▶ [TASK]: The answer must consist of every line below that holds the word "negative".

Stored items
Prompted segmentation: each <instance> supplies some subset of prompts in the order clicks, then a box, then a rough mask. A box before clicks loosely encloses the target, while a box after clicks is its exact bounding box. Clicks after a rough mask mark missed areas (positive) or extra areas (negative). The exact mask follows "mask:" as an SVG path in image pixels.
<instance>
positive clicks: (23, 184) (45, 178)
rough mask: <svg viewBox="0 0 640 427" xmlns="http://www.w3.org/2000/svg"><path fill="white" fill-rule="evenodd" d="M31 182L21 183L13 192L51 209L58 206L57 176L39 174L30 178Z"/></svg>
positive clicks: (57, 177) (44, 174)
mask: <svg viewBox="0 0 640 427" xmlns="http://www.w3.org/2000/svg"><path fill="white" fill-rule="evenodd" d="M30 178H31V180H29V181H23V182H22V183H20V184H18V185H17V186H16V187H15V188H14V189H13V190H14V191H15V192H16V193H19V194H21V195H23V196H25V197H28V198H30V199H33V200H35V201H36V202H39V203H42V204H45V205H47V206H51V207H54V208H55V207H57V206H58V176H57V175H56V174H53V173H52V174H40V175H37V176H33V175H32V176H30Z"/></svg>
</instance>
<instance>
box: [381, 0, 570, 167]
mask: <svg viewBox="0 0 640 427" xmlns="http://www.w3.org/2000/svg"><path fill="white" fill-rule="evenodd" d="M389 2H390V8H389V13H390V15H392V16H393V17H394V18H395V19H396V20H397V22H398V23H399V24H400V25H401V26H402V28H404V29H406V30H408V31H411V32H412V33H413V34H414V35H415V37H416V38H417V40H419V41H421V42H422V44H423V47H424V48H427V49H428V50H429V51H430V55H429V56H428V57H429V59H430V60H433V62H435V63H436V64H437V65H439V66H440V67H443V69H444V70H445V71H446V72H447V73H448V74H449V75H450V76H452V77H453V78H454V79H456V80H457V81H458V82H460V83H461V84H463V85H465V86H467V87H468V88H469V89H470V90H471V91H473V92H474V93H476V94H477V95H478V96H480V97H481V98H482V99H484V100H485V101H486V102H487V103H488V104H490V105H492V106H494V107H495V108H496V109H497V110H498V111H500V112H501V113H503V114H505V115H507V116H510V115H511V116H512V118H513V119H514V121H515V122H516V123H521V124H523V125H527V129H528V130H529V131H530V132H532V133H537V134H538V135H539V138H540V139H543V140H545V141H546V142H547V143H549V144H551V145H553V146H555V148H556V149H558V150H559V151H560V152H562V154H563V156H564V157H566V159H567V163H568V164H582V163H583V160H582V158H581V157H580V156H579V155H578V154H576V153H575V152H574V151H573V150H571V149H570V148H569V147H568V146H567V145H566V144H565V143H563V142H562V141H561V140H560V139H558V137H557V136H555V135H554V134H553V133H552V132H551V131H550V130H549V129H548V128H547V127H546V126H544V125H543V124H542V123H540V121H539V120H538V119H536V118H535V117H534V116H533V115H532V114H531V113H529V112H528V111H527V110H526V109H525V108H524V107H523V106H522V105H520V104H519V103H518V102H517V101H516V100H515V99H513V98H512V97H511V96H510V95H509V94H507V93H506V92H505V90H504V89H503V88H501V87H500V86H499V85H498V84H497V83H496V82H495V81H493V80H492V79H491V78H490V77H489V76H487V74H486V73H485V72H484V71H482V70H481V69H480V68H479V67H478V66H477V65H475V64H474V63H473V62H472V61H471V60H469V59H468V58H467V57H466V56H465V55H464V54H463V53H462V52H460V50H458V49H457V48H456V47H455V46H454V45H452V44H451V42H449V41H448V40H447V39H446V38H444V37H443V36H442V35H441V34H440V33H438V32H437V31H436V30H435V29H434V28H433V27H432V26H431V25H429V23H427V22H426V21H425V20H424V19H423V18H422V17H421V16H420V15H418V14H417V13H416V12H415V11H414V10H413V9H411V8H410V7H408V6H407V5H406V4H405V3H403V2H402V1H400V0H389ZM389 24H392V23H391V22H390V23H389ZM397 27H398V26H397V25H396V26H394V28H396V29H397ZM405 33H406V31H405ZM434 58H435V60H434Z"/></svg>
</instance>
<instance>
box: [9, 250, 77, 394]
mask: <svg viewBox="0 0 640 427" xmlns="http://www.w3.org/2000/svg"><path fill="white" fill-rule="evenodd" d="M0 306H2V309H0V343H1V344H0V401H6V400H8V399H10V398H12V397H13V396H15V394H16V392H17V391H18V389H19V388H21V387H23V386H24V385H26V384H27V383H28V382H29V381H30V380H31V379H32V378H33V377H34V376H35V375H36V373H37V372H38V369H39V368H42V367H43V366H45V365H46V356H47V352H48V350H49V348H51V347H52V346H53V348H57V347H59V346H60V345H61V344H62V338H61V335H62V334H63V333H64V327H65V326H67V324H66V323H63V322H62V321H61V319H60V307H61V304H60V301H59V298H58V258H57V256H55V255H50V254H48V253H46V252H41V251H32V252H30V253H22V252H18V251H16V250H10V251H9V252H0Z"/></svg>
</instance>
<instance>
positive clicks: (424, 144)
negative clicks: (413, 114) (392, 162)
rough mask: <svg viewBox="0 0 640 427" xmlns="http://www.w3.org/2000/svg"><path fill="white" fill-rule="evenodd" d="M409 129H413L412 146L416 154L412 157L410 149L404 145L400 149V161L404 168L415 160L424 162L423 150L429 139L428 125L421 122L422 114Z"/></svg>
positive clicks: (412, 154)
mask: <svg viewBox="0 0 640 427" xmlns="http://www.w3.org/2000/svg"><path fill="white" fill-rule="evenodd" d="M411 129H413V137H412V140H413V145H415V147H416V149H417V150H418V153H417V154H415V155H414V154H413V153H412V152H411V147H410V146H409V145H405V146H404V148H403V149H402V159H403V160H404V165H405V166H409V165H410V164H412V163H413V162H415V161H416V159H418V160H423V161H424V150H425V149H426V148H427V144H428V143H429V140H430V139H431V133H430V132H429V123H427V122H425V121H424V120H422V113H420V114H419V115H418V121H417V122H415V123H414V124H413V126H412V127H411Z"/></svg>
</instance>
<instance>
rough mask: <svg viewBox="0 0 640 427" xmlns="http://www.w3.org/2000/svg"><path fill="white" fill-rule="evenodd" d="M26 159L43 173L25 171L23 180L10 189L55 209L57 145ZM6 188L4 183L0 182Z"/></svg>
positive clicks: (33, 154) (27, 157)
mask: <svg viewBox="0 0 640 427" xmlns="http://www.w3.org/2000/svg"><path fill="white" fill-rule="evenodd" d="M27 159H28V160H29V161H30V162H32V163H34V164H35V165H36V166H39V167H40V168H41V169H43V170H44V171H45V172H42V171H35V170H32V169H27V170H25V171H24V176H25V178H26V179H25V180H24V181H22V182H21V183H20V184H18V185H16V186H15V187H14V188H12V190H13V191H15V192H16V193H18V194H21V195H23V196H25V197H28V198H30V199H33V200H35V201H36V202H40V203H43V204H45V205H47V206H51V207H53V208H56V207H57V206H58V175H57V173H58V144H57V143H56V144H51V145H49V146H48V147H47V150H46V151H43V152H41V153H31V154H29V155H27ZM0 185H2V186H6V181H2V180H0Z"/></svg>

▶ [PROBLEM SOLUTION]:
Prompted segmentation: each <instance> supplies some subset of prompts in the order clicks, then a box, then a rough mask. A box before clicks loosely encloses the target, while a box after clicks is its exact bounding box. Clicks after a rough mask mark missed areas (positive) or extra areas (negative). The exact mask follows "mask:" as an SVG path in image pixels.
negative clicks: (413, 114) (392, 162)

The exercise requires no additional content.